-- Extrait de l'article --
^^^^

La Ligue démocratique entre mutations et rajeunissement de ses instances
Congrés ordinaire ce samedi
« Non, c’est pour des questions d’ordre privé », grommelle le vieux Momar Sy toujours permanent à la Permanence nationale, en réponse à une curiosité journaliste, à propos de la pile de documents qui s’amoncellent sur son bureau, sobre et peu enfiévré en contraste avec l’imminence du congrès ordinaire de la Ligue démocratique. Les colonnes de chiffres qu’il consulte ne concernent donc pas un quelconque budget, à quelques heures du congrès ordinaire qui devrait marquer l’histoire de ce parti. Une large banderole, déployée tout le long du mur du siège, annonce le grand rendez-vous, demain, au Cices.
Au rez-de-chaussée, un bureau d’accueil et les locaux administratifs ; à l’étage, des bureaux, et surtout la grande salle de réunion. Ce mercredi 3 juillet, à 72 heures de l’ouverture du 7ème congrès, rien ne laisse transparaître une fébrilité. Sans tabou, la question de la succession du Pr. Abdoulaye Bathily, secrétaire général depuis 29 ans, est dans les esprits. La veille, plusieurs journaux avaient annoncé le départ du Pr. Abdoulaye Bathily de la tête de la Ligue démocratique (Ld), sans être démentis. Ouvertement, le débat est posé. Mais tous tiennent à souligner que c’est le nouveau ministre d’Etat auprès du président Macky Sall qui tient à passer le flambeau.
Il est un peu moins de midi quand déboule Pape Sarr, embonpoint entretenu, en chemise-cravate, look de jeune cadre et ardeur militante. Educateur spécialisé de formation, il est le secrétaire national de la Ld, chargé de la promotion des jeunes, militant depuis 1992. Celui qui a pris sa carte de membre à l’âge de 19 ans, est le prototype des acteurs politiques qui réclament une alternance générationnelle à la tête des partis politiques.
« Ce congrès est important parce qu’il doit nous permettre de faire le bilan d’un parcours de plus de 30 ans de vie politique que plusieurs générations ont eu à mener. A partir de bilan, nous pourrons mettre le doigt sur ce que nous avons fait de bien et de moins bien ; sur ce qui, de notre part, mérite d’être amélioré. Le Pr. Bathily et tous les camarades de sa génération ont joué un rôle éminemment important pour notre pays. Pour les conquêtes démocratiques et pour la liberté. C’est une génération qui s’est battue et qui a consenti tous les sacrifices ; et ils pour sont nous des exemples et nous continuerons à puiser à la source de leurs expérience », tranche Pape Sarr.
Alternance générationnelle
Après le Pit où Amath Dansokho a cédé sa place au Pr. Magatte Thiam, voilà donc « les Jallarbistes » face à leur destin. Comme une lame de fond, l’exigence de renouvellement secoue les états-majors. « Je pense que le moment est venu de permettre à une autre génération, qui n’est pas de 1968, qui est arrivée à maturité et qui comprend parfaitement les problèmes de son époque et les préoccupation de sa génération. Le temps est venu de renouveler le personnel dirigeant du parti », assène-t-il, tout en sueur, malgré l’ombre du grand arbre qui trône au milieu de la cour de la permanence.

^^^^

-- Documents fournis --
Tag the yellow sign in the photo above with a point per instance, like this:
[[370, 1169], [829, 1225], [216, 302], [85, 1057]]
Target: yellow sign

^^^^

-- Consignes --
1. Recopiez sans rien changer le passage de l'article sur la Ligue démocratique qui commence par « Il est un peu » et se termine par « des partis politiques. ».
2. Répondez à ces questions d'après l'article sur la Ligue démocratique.
(a) Depuis combien d'années le Pr. Abdoulaye Bathily est-il secrétaire général ?
(b) À quel âge Pape Sarr a-t-il pris sa carte de membre ?
(c) Où la banderole annonce-t-elle que se tiendra le congrès ?

-- Corrigé --
1.
Il est un peu moins de midi quand déboule Pape Sarr, embonpoint entretenu, en chemise-cravate, look de jeune cadre et ardeur militante. Educateur spécialisé de formation, il est le secrétaire national de la Ld, chargé de la promotion des jeunes, militant depuis 1992. Celui qui a pris sa carte de membre à l’âge de 19 ans, est le prototype des acteurs politiques qui réclament une alternance générationnelle à la tête des partis politiques.

2.
(a) Depuis 29 ans.
(b) À l'âge de 19 ans.
(c) Au Cices.